« Pour faire cette muraille,
apportez-moi toutes vos mains :
les Noirs, leurs mains noires,
les Blancs, leurs mains blanches ».
Nicolas Guillén
Le racisme – ce mythe barbare de notre époque – est présent dans le subconscient, il est donc nécessaire de l’éliminer complètement. Il est le fils de préjugés, un autre fragment de l’espèce humaine faisant à la fois un préjudice psychologique à la victime et au coupable. L’anthropologue Ashley Montagu, dans une affirmation dramatique, a déclaré : « Le mensonge de la race est le mythe le plus dommageable de l’homme. » Et José Martí l’a exprimeé avec une ingéniosité métaphorique et une profondeur éthique : « Dans ce monde, il n’y a qu’une race inférieure, celle de ceux qui consultent d’abord et avant tout leur propre intérêt, et il n’y a pas plus qu’une race supérieure : celle de ceux qui consultent d’abord et avant tout l’intérêt humain ».
L’Apôtre avait déjà défendu : « il n’y a pas de haine de la race parce qu’il n’y a pas de races ». Pourtant, nous regrettons qu’aujourd’hui il y ait des traces d’un racisme absurde dans notre pays qui, nous le savons, est né d’un mauvais berceau et d’une cupidité aveugle générée par la traite négrière et le système idéologique infâme qui l’a soulignée pour tenter de consolider une hiérarchie sociale suprême.

> **Problèmes à résoudre**:
a - Dans l'extrait sur le racisme, à qui est attribuée la phrase « Le mensonge de la race est le mythe le plus dommageable de l'homme » ?
b - Sélectionnez chaque ligne contenant la chaîne « front ».

> **Entrées d'étiquetage de la position d'objets**:
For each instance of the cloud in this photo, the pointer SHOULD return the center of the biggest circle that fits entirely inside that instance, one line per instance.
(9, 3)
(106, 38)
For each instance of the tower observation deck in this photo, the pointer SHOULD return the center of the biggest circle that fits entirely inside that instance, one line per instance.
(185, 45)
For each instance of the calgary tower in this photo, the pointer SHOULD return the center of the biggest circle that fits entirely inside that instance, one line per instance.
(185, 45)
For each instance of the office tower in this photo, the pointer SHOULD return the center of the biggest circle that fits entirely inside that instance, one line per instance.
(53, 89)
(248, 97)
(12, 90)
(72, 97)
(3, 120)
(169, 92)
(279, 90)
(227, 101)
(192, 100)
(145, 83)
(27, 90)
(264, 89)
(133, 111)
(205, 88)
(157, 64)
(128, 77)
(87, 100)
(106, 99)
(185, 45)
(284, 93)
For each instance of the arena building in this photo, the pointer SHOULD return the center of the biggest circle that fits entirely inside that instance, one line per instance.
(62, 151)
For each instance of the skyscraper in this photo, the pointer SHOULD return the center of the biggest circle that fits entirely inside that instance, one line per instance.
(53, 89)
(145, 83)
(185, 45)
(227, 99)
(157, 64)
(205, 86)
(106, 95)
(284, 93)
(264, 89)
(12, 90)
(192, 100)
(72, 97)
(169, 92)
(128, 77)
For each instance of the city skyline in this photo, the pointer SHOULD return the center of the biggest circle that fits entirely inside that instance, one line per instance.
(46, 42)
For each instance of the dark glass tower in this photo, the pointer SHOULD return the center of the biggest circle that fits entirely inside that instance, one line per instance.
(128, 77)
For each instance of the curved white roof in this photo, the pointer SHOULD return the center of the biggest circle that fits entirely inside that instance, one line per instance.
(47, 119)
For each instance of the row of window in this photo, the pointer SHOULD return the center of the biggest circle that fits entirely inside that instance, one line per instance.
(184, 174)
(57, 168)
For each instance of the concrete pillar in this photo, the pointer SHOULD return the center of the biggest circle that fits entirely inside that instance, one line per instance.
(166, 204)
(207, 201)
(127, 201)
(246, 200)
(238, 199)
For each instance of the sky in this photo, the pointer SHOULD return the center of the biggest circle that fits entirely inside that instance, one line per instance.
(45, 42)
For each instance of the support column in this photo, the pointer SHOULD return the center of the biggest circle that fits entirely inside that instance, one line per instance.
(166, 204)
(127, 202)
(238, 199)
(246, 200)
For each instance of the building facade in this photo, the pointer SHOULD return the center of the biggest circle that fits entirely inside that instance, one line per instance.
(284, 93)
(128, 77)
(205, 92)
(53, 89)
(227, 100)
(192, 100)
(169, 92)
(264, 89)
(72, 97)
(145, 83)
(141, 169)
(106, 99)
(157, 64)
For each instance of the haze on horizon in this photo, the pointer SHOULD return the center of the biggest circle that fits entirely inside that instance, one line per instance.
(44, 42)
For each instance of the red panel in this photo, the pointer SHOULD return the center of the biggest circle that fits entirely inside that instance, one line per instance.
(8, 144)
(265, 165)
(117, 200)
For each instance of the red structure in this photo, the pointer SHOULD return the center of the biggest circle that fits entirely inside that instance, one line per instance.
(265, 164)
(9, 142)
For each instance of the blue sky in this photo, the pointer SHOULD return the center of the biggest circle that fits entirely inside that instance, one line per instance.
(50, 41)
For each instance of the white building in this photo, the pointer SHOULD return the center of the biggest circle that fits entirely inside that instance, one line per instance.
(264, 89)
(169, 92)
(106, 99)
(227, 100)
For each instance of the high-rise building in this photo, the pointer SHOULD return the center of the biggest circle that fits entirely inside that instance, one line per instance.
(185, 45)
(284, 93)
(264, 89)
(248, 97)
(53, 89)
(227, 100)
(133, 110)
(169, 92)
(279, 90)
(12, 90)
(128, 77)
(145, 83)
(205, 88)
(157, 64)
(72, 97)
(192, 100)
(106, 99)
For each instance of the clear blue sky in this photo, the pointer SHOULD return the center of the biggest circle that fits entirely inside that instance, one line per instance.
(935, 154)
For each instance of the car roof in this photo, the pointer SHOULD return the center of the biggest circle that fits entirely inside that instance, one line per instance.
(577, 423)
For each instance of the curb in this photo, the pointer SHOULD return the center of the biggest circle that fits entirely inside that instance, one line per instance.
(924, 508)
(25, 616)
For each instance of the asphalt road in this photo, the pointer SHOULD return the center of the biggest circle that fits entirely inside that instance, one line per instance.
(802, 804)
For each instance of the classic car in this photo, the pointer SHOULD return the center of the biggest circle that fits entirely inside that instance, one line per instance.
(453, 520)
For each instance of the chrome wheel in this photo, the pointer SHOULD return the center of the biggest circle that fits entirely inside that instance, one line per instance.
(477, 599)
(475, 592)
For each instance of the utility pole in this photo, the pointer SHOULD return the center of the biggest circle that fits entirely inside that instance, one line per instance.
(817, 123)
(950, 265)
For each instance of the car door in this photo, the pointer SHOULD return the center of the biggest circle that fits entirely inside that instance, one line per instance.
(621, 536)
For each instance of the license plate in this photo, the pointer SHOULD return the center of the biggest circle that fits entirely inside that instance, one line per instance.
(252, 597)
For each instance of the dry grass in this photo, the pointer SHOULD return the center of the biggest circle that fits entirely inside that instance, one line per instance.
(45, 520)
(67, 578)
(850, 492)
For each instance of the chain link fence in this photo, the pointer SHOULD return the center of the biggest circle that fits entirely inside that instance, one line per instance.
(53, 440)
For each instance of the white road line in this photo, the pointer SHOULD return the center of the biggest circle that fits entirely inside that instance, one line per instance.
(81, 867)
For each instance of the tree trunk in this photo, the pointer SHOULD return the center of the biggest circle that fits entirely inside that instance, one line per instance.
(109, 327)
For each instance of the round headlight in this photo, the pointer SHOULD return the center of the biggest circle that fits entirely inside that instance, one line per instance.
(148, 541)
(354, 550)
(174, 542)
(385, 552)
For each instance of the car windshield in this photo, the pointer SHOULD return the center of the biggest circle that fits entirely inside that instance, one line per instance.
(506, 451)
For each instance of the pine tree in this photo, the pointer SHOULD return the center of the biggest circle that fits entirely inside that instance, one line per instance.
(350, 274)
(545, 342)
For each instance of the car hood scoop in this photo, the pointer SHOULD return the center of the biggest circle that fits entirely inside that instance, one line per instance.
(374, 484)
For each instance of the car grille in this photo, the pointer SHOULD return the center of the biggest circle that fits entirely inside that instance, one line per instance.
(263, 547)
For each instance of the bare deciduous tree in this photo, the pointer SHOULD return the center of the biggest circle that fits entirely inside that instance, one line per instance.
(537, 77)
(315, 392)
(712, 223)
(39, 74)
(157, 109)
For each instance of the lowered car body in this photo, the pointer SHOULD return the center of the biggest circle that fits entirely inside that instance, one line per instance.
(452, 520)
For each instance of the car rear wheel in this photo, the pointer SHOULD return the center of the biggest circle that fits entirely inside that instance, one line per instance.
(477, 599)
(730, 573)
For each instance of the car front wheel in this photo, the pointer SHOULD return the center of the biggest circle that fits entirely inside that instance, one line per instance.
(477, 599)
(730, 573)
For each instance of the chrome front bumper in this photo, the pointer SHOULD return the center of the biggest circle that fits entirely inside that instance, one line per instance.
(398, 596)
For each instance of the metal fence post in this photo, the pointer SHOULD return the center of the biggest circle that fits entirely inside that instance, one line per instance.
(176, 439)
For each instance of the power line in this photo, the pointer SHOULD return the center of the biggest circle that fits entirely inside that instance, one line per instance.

> **Liste des solutions**:
a - À l'anthropologue Ashley Montagu.

b -
For each instance of the car front wheel in this photo, the pointer SHOULD return the center of the biggest circle that fits entirely inside that instance, one line per instance.
For each instance of the chrome front bumper in this photo, the pointer SHOULD return the center of the biggest circle that fits entirely inside that instance, one line per instance.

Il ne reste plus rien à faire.